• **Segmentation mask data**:
*** Begin section ***
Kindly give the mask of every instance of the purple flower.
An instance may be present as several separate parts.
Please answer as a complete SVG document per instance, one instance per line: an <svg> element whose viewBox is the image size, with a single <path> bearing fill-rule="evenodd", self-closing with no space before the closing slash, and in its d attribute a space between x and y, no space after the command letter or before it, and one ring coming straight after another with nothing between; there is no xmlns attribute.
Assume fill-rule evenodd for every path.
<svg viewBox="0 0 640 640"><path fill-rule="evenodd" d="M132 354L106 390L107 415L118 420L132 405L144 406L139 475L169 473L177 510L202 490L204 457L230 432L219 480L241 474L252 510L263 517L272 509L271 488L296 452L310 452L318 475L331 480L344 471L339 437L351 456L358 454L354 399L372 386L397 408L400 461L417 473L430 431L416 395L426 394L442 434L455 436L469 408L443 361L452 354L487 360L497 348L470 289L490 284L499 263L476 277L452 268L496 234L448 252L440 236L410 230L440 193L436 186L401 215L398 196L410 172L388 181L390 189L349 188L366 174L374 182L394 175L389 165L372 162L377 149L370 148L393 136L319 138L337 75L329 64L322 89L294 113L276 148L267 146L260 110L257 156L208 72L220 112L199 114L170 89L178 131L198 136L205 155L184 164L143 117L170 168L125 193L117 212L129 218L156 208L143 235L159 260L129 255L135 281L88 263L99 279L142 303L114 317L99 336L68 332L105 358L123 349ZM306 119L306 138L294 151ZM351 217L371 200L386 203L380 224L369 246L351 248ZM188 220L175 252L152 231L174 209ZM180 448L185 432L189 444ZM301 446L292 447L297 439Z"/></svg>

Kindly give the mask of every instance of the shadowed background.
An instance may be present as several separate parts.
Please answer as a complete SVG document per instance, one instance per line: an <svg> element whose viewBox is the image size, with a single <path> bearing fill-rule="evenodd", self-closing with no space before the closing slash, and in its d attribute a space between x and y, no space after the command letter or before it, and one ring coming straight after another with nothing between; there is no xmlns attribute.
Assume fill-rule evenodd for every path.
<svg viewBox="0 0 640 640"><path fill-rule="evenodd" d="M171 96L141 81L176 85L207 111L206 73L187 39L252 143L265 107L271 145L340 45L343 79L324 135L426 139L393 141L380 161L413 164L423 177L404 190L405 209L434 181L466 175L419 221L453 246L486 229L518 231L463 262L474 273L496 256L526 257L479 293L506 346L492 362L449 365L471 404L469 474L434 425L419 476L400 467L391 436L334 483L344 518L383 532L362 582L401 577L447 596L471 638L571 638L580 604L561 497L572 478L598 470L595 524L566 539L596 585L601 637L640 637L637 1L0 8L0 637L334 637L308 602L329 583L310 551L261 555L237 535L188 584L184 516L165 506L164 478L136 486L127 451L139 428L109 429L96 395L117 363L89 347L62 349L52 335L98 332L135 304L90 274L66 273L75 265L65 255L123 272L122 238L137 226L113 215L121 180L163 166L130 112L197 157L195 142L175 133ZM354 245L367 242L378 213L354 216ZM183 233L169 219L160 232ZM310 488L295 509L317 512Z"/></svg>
*** End section ***
• **Work task**: Once you have read through the entries above, state how many lines hold the word "Kindly", giving nothing but the number.

• **Output of the exercise**: 2